Work item — From the records that follow, copy every line that contains the word "skyscraper".
..............................
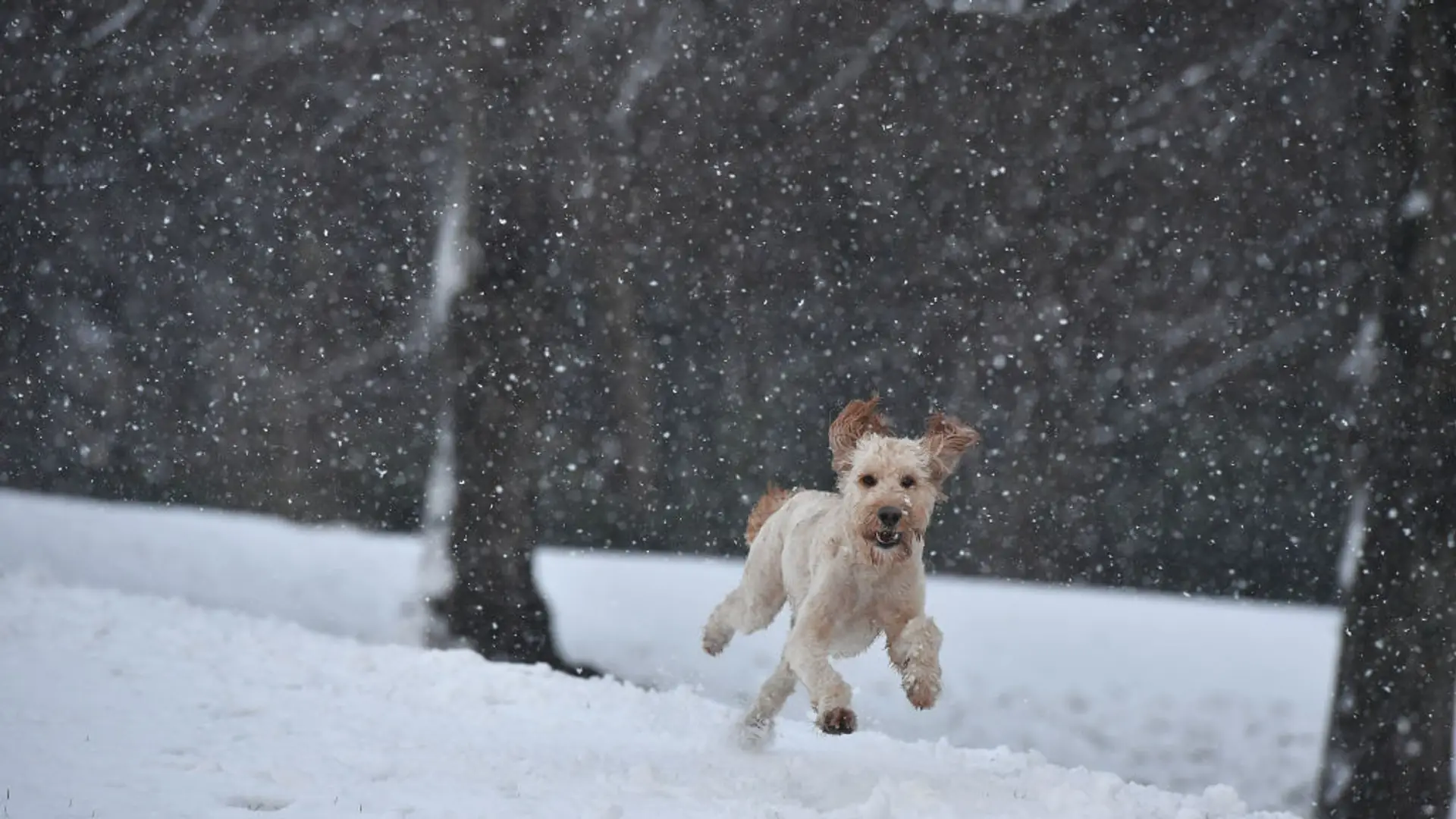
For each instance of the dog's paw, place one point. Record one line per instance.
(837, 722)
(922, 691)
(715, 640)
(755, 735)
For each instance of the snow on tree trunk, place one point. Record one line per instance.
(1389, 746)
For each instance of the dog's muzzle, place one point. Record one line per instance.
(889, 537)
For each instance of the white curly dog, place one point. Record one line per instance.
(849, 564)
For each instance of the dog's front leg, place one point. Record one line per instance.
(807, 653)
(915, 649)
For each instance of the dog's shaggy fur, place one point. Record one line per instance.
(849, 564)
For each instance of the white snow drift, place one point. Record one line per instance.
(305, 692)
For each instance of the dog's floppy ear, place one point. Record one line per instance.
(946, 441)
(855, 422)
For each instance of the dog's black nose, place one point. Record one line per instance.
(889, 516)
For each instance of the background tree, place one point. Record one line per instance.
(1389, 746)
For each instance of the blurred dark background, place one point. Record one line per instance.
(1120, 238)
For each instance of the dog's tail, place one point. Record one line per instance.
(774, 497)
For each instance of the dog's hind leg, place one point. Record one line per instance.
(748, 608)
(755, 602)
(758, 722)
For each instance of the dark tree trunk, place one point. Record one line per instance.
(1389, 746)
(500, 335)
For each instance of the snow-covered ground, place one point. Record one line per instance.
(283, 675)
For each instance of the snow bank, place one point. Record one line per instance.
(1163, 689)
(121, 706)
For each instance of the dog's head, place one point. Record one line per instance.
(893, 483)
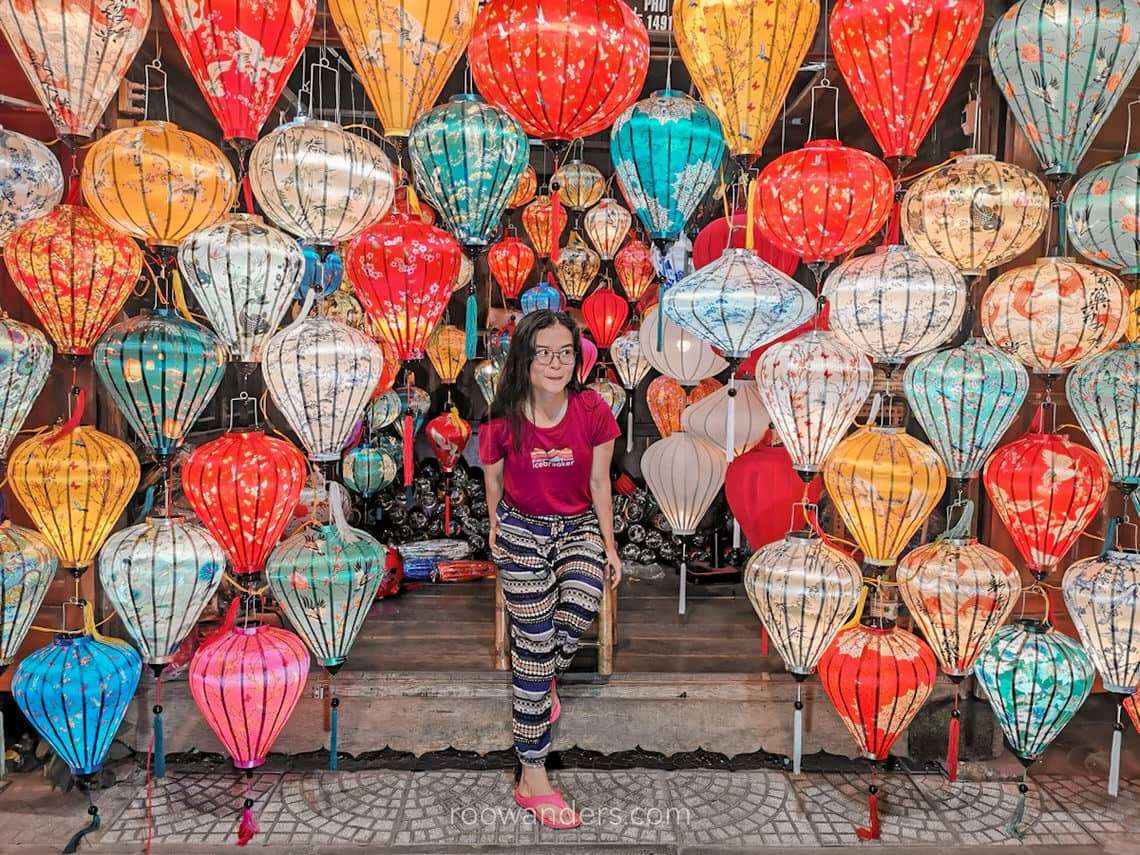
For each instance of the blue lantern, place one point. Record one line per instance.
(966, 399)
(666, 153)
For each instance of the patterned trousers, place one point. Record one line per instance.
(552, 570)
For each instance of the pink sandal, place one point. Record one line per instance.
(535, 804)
..............................
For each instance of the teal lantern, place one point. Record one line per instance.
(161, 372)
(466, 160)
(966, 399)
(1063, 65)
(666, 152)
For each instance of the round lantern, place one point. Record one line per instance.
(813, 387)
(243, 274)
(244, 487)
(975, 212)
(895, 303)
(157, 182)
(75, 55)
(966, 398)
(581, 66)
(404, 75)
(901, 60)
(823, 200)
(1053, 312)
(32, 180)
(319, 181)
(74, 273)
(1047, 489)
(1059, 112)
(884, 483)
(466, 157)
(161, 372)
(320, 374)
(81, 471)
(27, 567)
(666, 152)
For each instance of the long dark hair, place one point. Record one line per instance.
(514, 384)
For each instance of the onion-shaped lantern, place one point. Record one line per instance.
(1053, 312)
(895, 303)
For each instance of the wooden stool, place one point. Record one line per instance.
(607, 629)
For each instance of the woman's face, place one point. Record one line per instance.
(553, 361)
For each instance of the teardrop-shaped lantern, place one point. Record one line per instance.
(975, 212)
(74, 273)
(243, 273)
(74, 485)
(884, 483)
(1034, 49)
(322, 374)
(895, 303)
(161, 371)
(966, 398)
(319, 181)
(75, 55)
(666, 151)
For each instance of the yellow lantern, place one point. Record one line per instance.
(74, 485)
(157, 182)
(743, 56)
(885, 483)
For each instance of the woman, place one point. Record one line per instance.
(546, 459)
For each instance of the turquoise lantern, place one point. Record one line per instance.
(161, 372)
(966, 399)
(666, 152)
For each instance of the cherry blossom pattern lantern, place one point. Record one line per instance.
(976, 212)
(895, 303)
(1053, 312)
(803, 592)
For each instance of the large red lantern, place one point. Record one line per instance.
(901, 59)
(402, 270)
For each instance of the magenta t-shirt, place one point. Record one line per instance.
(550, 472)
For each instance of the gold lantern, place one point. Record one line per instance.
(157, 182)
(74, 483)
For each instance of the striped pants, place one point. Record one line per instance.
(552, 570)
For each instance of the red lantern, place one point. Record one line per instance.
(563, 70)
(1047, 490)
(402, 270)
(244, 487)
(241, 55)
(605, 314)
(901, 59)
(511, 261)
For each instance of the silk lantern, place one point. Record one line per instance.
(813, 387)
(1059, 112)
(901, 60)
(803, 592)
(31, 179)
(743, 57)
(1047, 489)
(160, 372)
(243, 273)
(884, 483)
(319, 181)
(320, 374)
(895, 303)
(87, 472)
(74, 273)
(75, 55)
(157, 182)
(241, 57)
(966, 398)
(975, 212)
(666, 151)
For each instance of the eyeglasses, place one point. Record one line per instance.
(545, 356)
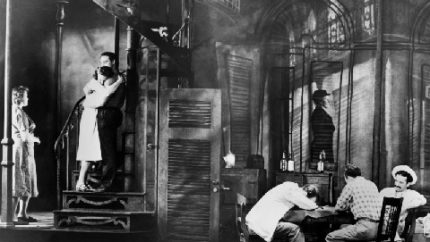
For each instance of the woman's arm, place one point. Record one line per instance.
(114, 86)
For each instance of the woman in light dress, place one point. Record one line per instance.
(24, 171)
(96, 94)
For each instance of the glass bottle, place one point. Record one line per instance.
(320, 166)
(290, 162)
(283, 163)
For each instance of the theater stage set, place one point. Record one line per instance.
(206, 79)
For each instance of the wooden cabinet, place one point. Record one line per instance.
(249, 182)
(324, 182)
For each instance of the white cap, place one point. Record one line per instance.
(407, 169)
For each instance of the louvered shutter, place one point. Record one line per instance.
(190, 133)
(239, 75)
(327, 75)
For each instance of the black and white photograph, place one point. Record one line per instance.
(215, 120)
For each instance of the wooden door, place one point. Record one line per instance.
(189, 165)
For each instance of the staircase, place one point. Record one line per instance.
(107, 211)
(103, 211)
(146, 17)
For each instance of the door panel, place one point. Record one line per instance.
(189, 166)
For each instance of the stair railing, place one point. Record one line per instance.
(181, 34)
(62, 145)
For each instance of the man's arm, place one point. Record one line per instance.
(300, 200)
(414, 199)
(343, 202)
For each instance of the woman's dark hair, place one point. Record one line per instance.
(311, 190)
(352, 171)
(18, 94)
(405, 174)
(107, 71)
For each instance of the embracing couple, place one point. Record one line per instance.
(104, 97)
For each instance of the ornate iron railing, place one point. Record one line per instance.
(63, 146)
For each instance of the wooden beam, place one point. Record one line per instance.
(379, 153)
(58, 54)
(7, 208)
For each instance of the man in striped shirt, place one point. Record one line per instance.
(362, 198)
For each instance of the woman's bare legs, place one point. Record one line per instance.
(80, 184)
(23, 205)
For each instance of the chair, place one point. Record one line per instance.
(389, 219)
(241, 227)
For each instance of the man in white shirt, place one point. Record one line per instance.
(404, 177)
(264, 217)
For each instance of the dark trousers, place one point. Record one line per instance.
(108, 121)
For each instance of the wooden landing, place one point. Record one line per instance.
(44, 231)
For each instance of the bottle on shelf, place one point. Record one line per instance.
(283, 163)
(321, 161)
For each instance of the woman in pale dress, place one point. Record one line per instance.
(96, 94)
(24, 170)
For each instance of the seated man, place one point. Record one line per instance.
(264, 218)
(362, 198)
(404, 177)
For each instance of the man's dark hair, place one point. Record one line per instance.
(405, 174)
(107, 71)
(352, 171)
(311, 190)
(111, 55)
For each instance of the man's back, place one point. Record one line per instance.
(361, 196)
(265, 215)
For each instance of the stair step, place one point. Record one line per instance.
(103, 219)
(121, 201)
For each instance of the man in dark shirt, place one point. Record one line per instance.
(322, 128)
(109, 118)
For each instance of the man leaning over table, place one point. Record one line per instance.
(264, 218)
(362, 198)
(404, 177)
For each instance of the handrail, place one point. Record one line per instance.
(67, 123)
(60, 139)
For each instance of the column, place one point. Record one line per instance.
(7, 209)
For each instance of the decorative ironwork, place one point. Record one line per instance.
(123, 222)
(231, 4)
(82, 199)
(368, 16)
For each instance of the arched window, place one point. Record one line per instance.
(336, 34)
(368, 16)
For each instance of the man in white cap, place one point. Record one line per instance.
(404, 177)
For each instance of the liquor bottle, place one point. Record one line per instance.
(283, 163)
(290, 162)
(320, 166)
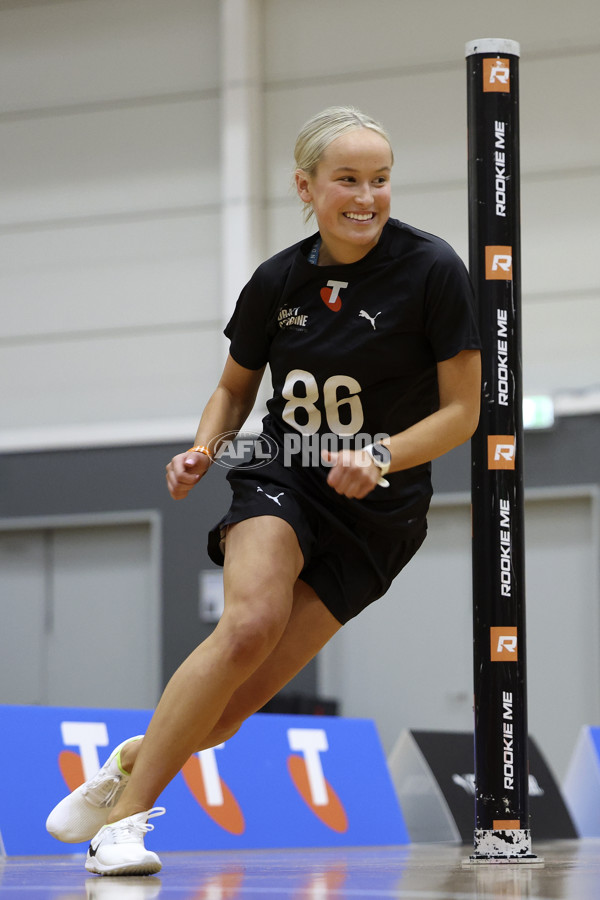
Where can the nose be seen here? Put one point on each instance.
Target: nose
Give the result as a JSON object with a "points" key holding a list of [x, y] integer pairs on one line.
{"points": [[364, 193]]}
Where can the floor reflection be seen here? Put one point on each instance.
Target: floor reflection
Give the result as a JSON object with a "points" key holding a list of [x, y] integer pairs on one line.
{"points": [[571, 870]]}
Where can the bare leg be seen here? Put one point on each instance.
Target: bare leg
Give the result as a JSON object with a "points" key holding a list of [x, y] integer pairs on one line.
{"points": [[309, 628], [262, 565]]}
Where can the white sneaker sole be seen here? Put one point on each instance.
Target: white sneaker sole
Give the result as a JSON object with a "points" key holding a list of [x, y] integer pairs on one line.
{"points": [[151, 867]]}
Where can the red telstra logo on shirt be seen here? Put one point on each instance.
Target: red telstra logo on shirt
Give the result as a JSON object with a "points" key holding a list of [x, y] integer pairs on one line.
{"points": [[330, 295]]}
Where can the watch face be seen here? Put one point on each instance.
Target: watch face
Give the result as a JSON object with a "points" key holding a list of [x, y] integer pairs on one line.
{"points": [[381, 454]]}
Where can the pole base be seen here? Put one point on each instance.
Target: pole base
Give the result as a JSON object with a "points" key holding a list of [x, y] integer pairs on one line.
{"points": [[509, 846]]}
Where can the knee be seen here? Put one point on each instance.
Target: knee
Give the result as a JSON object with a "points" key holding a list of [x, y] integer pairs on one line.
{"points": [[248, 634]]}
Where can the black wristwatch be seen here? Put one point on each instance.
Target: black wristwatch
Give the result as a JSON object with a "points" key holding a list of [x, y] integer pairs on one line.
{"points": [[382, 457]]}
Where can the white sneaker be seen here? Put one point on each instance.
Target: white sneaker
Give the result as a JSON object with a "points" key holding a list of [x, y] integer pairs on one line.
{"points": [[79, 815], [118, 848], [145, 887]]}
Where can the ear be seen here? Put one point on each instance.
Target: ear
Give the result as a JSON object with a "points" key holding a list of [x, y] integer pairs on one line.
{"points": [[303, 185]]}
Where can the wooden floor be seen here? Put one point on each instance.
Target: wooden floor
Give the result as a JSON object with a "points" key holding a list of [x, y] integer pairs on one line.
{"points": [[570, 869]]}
..............................
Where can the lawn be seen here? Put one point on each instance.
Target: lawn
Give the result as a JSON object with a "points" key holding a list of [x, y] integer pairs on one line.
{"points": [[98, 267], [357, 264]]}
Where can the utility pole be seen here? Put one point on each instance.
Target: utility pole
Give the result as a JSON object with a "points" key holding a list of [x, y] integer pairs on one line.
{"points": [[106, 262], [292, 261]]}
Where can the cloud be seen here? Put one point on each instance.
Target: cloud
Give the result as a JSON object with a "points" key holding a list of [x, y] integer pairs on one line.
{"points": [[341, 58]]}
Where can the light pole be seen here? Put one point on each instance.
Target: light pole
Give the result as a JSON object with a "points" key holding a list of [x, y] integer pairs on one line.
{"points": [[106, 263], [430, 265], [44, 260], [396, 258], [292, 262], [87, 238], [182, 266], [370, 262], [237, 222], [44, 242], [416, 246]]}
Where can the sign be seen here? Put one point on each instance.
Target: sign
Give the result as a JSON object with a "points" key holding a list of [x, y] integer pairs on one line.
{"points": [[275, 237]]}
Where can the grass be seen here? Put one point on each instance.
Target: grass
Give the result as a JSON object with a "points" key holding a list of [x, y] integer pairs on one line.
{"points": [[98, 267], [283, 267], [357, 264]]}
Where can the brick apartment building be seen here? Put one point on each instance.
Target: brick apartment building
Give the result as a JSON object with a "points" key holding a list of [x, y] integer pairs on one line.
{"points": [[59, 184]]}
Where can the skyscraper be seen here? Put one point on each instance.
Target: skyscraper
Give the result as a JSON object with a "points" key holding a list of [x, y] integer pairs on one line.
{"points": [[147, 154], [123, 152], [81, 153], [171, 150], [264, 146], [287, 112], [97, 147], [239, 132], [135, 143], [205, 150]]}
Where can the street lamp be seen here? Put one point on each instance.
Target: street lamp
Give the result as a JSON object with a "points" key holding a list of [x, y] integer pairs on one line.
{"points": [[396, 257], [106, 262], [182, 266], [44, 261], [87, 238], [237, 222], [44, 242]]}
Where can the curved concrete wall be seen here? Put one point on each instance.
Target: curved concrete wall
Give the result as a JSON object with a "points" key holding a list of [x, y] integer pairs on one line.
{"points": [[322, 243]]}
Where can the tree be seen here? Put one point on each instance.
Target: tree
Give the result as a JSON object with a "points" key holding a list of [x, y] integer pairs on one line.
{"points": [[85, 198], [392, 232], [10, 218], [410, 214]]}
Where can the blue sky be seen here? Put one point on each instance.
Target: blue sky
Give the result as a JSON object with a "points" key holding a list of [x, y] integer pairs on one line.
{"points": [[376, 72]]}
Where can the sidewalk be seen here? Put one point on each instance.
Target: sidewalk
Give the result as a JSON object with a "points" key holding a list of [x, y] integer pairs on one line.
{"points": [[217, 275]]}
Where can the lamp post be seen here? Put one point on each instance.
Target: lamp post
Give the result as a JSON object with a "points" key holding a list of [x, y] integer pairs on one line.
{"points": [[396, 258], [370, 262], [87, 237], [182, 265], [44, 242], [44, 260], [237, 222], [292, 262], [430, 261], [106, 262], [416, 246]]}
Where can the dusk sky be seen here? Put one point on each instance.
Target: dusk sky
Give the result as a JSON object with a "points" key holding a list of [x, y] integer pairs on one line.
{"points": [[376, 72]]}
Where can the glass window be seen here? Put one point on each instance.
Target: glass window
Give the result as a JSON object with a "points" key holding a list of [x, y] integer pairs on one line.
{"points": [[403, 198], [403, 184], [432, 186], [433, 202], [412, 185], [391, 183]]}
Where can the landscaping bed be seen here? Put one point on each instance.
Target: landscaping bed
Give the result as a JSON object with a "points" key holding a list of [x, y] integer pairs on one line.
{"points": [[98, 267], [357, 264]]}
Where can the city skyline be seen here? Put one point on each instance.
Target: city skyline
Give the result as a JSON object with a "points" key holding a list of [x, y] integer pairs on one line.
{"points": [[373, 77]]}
..............................
Answer to the problem —
Where can the skyscraper be seen here? Put one point on each instance.
Target: skyscraper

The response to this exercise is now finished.